Render the records below as a Markdown table with two columns, "Row" for the row number and "Text" for the line, and leave out any blank lines.

## BEGIN Input material

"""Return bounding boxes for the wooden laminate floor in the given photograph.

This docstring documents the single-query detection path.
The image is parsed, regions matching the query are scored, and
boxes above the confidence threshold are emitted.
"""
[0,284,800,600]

## END Input material

**Complete output**
| Row | Text |
|---|---|
| 1 | """Return bounding boxes for the wooden laminate floor in the given photograph. |
| 2 | This docstring documents the single-query detection path. |
| 3 | The image is parsed, regions matching the query are scored, and |
| 4 | boxes above the confidence threshold are emitted. |
| 5 | """ |
| 6 | [0,284,800,600] |